● WHAT IS NEEDED
Below are the records; copy each line in them that holds the word "pipe".

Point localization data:
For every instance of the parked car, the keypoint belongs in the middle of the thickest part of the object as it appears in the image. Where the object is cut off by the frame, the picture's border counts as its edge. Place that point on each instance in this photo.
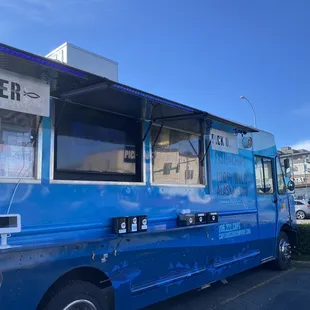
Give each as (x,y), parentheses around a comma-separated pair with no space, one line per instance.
(302,209)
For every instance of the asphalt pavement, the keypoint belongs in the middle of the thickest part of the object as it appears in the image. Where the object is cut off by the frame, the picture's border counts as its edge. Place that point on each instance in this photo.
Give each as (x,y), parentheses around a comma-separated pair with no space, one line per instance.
(260,288)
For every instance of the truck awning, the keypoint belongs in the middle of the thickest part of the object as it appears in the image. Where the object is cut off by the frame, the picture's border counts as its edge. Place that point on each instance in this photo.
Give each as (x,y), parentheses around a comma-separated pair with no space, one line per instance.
(69,84)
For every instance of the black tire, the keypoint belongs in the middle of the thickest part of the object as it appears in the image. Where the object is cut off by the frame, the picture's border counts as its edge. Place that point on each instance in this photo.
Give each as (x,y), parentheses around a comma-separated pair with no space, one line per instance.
(84,293)
(284,253)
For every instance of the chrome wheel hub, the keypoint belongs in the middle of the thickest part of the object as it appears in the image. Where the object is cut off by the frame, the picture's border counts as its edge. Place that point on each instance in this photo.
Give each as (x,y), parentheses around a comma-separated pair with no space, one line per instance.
(285,250)
(81,304)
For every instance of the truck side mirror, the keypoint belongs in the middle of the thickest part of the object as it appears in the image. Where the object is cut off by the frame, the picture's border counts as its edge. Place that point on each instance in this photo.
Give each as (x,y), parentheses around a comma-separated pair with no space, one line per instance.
(287,168)
(290,185)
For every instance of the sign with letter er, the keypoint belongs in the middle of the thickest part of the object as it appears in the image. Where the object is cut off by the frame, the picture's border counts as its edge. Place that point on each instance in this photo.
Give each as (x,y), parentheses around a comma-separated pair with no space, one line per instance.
(223,141)
(24,94)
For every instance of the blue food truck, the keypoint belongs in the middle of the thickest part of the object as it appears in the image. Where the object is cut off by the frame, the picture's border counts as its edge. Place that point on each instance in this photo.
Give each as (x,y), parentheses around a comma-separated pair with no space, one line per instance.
(114,198)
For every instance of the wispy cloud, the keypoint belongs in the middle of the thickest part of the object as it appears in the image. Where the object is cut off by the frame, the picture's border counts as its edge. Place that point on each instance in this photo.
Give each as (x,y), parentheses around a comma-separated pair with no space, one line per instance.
(303,110)
(46,12)
(305,144)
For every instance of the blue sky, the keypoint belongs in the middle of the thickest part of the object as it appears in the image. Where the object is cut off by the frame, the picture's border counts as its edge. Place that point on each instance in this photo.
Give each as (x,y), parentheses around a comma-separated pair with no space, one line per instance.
(204,53)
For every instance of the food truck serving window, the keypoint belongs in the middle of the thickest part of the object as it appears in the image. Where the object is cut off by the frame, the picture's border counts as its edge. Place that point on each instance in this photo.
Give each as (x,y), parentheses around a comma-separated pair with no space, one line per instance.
(18,132)
(96,146)
(175,156)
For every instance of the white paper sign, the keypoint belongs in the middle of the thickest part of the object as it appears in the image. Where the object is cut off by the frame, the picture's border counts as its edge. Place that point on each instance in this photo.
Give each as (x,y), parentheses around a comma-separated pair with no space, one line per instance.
(16,161)
(224,141)
(24,94)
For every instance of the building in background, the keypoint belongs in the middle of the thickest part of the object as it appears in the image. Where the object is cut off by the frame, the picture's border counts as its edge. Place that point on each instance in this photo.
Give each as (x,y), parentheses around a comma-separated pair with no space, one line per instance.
(299,163)
(82,59)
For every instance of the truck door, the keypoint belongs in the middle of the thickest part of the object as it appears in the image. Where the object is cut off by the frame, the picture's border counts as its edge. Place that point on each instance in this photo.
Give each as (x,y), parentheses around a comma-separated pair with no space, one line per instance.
(266,206)
(283,204)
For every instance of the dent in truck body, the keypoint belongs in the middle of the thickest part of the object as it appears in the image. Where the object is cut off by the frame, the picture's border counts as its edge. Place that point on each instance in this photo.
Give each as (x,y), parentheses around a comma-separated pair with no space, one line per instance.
(67,225)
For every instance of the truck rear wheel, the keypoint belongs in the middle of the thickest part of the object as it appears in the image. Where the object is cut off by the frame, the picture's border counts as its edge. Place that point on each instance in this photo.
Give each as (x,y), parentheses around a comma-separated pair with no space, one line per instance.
(283,260)
(77,295)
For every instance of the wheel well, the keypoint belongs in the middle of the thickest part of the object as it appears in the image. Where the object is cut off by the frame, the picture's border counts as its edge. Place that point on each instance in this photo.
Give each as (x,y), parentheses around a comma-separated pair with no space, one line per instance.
(88,274)
(291,234)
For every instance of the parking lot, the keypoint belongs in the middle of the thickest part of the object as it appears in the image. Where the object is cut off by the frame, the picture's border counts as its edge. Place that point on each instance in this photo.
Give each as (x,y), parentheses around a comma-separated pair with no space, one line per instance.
(260,288)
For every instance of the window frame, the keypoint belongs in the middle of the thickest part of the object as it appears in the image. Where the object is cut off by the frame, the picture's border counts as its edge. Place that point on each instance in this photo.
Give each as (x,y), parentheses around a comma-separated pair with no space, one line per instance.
(53,152)
(202,146)
(272,171)
(278,162)
(38,148)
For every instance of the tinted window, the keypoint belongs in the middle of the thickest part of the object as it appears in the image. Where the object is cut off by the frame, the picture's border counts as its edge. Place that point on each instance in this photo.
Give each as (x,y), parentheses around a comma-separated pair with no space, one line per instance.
(264,176)
(18,132)
(92,145)
(175,156)
(280,179)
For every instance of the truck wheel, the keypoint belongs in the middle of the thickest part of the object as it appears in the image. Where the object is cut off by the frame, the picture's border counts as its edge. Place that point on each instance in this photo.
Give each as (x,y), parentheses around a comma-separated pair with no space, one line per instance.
(300,215)
(77,295)
(283,260)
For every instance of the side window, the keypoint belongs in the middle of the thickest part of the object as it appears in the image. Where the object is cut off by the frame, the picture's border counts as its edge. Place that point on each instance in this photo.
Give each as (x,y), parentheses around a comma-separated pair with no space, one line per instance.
(96,146)
(280,179)
(175,156)
(18,145)
(264,177)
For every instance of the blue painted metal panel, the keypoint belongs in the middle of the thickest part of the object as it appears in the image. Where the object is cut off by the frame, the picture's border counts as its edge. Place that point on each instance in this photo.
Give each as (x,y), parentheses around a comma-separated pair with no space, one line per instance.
(66,226)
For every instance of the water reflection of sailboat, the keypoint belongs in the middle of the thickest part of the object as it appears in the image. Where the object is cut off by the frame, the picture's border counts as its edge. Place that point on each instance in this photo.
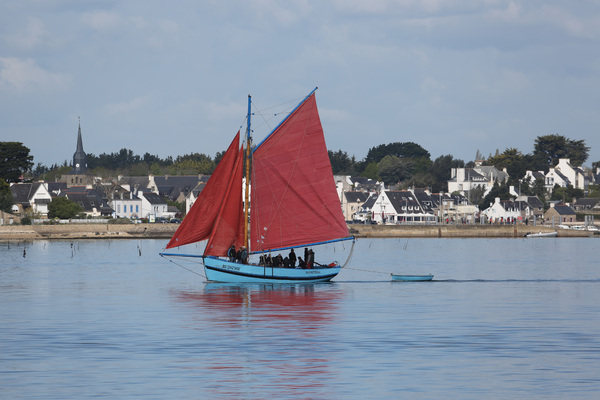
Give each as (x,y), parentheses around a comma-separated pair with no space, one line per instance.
(304,303)
(257,337)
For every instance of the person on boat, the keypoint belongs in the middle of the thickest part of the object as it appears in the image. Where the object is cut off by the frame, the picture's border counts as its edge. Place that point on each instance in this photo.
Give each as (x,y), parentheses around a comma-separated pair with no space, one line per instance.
(231,253)
(292,257)
(310,260)
(277,261)
(244,255)
(301,263)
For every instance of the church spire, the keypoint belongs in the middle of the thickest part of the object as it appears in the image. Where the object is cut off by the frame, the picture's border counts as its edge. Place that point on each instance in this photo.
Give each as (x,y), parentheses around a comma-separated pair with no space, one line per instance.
(79,158)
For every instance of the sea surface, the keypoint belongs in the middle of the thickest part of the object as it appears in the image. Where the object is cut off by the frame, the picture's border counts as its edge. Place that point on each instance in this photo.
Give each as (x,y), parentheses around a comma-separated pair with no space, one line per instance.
(502,319)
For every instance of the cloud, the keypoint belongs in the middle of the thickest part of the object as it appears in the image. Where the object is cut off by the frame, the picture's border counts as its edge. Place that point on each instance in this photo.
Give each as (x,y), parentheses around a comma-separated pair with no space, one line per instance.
(127,107)
(26,75)
(33,35)
(101,20)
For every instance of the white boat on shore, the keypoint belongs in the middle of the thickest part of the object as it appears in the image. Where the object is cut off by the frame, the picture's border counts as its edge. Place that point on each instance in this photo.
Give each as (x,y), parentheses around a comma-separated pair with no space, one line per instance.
(541,234)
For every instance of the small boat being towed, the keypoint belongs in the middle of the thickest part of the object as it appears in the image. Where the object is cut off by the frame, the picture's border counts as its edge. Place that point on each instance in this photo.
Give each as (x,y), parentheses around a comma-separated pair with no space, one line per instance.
(411,278)
(541,234)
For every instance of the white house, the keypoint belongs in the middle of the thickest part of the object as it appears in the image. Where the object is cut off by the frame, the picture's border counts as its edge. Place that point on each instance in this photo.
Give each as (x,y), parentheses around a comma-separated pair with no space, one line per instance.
(555,177)
(502,211)
(31,196)
(153,206)
(575,175)
(465,179)
(127,205)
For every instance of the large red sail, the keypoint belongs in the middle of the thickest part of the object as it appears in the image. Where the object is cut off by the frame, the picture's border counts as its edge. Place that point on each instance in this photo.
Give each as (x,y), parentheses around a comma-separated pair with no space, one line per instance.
(294,198)
(229,225)
(198,223)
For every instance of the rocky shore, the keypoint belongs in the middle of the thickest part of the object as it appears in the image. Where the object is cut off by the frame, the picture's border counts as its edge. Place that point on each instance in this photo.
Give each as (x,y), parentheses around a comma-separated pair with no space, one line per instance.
(165,231)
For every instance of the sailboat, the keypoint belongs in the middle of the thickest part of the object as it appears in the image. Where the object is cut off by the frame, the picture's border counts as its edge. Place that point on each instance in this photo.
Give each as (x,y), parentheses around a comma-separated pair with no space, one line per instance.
(294,204)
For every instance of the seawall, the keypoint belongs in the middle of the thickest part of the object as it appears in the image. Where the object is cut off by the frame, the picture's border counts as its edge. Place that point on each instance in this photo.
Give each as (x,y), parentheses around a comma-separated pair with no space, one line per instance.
(457,231)
(165,231)
(87,231)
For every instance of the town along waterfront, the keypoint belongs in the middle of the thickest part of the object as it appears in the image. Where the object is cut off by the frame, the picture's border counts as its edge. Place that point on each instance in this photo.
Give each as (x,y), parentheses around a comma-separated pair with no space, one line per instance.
(503,318)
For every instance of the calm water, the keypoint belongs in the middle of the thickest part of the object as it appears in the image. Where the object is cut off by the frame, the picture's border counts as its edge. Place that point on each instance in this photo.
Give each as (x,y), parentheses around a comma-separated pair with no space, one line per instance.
(504,318)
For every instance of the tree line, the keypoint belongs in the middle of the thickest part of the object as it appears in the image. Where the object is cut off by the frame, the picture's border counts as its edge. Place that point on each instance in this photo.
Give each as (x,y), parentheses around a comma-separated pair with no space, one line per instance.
(399,165)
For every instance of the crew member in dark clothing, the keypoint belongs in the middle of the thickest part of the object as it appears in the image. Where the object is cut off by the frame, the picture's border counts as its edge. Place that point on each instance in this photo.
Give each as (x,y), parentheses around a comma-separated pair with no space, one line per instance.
(244,255)
(310,260)
(292,258)
(231,253)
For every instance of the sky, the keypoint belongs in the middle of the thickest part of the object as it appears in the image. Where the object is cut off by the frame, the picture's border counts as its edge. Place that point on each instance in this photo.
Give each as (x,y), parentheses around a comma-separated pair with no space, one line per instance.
(173,78)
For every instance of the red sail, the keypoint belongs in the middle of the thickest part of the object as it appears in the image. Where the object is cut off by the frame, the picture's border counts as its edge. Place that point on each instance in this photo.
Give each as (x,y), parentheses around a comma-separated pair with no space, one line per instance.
(229,225)
(294,198)
(199,221)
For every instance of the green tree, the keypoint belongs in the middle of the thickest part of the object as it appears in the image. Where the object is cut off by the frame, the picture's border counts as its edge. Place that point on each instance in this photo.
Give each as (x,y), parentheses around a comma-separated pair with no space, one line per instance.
(550,148)
(341,163)
(400,150)
(14,160)
(5,196)
(63,208)
(513,160)
(371,171)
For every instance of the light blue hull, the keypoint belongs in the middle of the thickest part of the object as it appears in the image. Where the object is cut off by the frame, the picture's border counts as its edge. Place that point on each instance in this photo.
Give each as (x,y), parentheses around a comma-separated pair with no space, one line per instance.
(412,278)
(219,270)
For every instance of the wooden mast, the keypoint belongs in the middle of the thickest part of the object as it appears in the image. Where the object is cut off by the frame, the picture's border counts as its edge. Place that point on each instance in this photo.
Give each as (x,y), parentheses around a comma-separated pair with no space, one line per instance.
(248,159)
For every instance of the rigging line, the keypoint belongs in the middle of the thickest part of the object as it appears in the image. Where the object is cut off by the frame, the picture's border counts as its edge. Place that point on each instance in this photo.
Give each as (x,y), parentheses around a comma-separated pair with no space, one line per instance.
(350,254)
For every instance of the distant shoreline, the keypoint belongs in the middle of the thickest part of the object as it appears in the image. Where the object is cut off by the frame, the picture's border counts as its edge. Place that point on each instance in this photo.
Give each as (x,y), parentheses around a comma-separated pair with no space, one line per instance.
(165,231)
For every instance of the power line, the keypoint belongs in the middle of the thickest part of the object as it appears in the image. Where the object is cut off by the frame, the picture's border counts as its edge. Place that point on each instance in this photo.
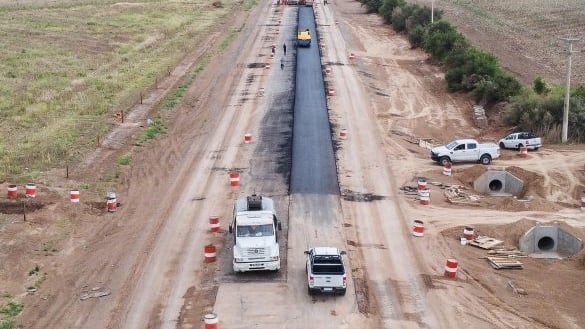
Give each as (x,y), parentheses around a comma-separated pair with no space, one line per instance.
(565,130)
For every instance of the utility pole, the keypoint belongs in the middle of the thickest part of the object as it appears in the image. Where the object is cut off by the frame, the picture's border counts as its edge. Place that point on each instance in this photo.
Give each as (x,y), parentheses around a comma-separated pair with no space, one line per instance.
(432,11)
(565,131)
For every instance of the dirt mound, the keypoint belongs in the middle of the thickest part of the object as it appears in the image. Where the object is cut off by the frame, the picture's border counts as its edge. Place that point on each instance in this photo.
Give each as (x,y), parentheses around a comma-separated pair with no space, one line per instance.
(512,232)
(468,175)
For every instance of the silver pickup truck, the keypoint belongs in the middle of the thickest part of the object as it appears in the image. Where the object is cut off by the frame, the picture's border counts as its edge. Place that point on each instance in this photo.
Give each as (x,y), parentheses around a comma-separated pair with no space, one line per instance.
(326,270)
(465,150)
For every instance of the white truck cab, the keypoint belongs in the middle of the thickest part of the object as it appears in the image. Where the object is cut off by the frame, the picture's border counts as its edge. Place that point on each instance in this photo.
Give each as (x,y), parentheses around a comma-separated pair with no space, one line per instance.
(255,227)
(325,270)
(465,150)
(521,139)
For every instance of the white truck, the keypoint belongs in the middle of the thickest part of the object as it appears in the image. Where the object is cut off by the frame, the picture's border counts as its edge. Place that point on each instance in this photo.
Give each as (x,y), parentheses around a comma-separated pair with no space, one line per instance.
(465,150)
(325,270)
(521,139)
(255,227)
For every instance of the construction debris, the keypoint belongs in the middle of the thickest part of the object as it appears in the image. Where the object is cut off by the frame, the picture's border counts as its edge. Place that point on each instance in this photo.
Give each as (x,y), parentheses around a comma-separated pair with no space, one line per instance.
(504,263)
(510,253)
(516,290)
(455,194)
(485,242)
(95,292)
(411,190)
(424,142)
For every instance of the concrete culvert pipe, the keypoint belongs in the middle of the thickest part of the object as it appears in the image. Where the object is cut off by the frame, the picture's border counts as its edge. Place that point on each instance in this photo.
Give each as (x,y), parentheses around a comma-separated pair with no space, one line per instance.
(496,185)
(546,243)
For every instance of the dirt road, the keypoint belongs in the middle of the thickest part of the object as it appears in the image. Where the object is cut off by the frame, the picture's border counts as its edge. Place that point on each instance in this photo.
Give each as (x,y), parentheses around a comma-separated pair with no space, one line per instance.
(149,254)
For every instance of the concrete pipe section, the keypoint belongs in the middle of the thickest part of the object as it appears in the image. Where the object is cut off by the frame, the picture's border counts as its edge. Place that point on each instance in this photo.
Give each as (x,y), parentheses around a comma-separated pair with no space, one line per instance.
(498,182)
(549,241)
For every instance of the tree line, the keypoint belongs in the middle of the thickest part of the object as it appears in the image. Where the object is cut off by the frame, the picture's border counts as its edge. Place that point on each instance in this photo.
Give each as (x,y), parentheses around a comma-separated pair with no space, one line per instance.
(537,108)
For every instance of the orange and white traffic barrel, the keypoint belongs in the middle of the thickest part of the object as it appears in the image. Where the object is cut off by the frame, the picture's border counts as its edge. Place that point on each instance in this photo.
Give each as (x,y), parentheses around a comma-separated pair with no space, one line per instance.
(74,196)
(419,228)
(12,192)
(248,138)
(447,169)
(30,190)
(424,196)
(214,223)
(112,202)
(211,321)
(468,233)
(209,253)
(451,268)
(234,179)
(523,153)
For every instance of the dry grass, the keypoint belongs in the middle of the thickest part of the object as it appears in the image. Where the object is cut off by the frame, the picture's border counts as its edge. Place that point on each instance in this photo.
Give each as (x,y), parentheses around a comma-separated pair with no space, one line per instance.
(66,66)
(524,29)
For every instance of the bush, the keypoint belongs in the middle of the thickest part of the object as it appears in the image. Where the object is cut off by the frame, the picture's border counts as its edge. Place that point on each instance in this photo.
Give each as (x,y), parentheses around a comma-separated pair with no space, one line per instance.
(387,8)
(441,39)
(416,36)
(373,5)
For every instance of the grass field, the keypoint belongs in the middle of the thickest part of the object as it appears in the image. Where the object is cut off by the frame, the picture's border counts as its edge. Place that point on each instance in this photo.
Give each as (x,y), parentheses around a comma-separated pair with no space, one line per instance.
(530,29)
(67,66)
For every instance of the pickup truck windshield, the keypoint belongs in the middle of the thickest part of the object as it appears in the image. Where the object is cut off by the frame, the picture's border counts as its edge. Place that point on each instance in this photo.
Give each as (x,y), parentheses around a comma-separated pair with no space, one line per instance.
(451,145)
(328,269)
(255,230)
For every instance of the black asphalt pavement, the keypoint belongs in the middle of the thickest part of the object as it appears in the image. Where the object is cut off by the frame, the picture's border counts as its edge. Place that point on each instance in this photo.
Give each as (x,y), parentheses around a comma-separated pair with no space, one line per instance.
(313,160)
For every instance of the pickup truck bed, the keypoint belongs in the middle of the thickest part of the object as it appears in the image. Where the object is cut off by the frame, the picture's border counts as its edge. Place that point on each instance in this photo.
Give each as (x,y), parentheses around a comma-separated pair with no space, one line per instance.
(325,271)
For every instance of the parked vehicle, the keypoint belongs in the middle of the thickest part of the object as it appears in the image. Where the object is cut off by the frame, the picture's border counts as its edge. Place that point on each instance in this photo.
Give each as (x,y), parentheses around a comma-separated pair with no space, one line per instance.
(255,228)
(465,150)
(325,270)
(521,139)
(304,38)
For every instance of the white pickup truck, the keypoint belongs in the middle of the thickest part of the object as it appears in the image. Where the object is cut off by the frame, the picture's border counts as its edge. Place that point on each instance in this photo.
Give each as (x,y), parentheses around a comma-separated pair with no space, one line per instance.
(326,270)
(465,150)
(520,139)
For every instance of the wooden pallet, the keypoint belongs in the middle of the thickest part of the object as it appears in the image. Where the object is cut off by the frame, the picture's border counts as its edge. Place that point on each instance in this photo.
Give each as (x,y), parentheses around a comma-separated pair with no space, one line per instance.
(485,242)
(504,263)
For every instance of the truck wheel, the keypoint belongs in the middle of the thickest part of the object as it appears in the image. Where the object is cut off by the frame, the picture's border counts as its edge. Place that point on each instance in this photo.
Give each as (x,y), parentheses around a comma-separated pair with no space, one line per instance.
(485,159)
(444,160)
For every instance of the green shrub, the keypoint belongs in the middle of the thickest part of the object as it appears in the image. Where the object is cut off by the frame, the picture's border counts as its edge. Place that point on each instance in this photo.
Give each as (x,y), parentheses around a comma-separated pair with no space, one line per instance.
(12,308)
(416,36)
(7,324)
(387,8)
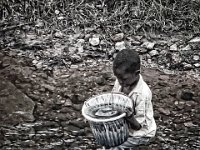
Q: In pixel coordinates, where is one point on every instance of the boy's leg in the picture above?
(132, 143)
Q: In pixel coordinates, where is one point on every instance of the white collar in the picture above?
(138, 87)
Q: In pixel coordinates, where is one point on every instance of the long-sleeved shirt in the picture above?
(141, 96)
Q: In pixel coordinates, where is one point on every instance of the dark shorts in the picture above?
(132, 143)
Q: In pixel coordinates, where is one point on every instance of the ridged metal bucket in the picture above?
(112, 131)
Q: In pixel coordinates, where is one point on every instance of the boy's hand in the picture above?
(129, 112)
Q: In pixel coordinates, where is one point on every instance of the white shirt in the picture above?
(141, 96)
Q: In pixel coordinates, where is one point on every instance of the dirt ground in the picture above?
(58, 96)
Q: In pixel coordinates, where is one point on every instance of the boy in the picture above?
(142, 126)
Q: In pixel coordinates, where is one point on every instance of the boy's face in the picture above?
(126, 79)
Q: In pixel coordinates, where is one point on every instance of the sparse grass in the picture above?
(108, 15)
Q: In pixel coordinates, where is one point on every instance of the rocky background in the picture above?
(47, 73)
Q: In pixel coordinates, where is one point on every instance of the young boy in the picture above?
(142, 126)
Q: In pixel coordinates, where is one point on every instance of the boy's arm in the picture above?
(133, 122)
(138, 120)
(116, 86)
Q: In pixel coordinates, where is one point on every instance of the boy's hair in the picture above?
(127, 58)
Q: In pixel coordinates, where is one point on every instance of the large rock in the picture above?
(15, 106)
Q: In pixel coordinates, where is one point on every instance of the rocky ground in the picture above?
(45, 78)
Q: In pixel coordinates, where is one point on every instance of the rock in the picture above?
(196, 57)
(153, 53)
(189, 124)
(48, 87)
(148, 45)
(100, 80)
(72, 50)
(120, 46)
(58, 34)
(197, 65)
(39, 24)
(15, 106)
(187, 95)
(187, 66)
(186, 48)
(94, 41)
(195, 40)
(173, 47)
(118, 37)
(77, 107)
(80, 124)
(133, 41)
(57, 12)
(141, 50)
(74, 67)
(164, 111)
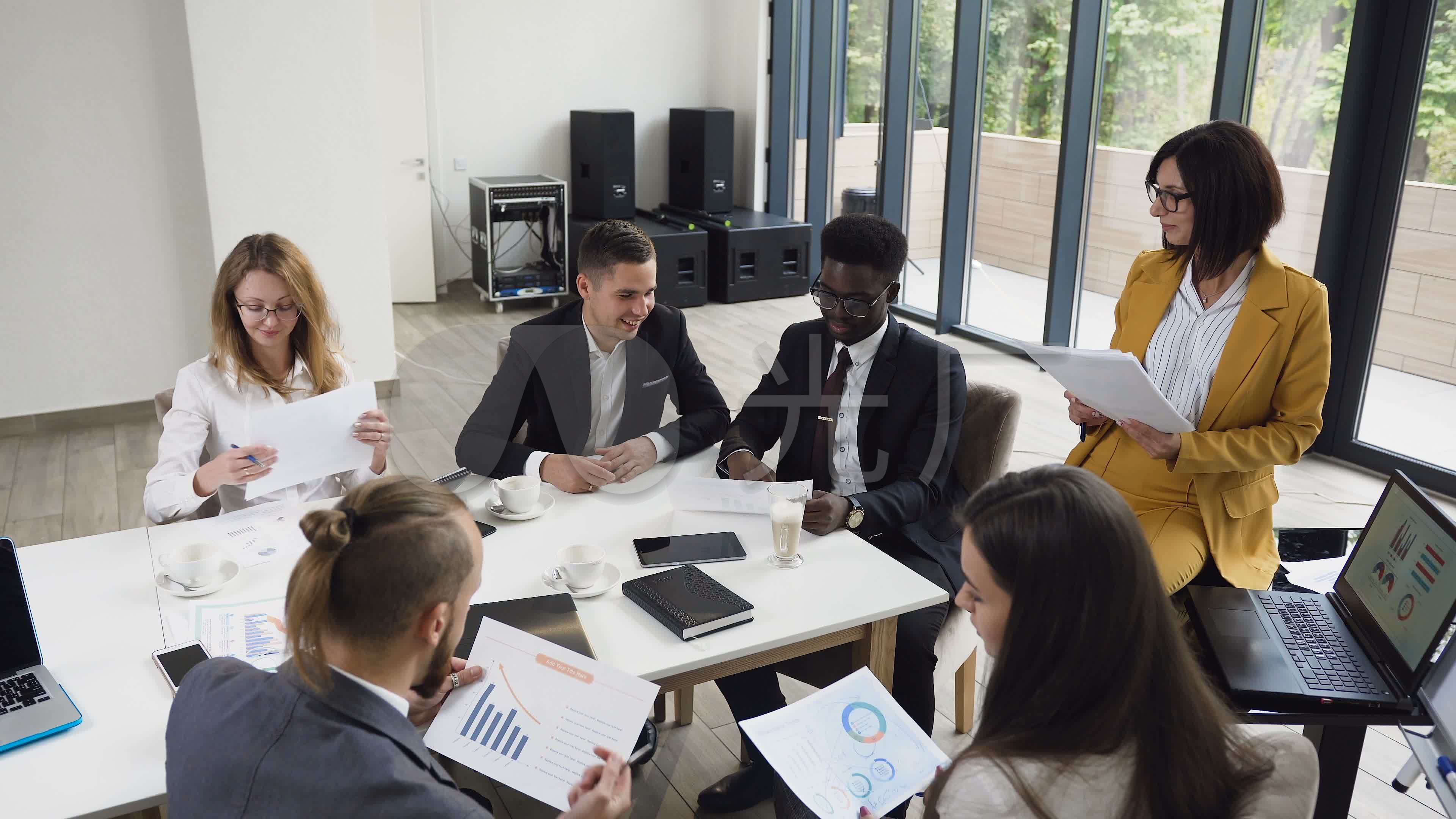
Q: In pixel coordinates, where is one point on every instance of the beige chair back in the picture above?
(988, 433)
(212, 508)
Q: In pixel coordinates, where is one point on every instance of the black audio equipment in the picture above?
(603, 165)
(700, 157)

● ANSWER SPACE
For every instance of the concrete culvert pipe, the keypoint belongs in the middle of the thickest part of the object as it appears in the image. Where the object is cut off by the frame, the picture's border counts as its edge. Place that point on each instance in this photo.
For every instance of the concrete pipe section, the keypoint belongs in the middle of the thickest part of the object as it appears in the image. Where the object is cut off by the frame, the picture's border counts as its edge. Place that point on each instance in this photo.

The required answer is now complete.